Duplicate the following data line for line, without any changes.

━━━ Records to process ━━━

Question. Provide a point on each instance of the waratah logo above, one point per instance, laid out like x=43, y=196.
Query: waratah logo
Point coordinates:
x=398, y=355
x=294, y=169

━━━

> Output of the exercise:
Question. Provide a point on each instance of the waratah logo above, one point per instance, laid out like x=43, y=196.
Query: waratah logo
Point coordinates:
x=398, y=355
x=294, y=169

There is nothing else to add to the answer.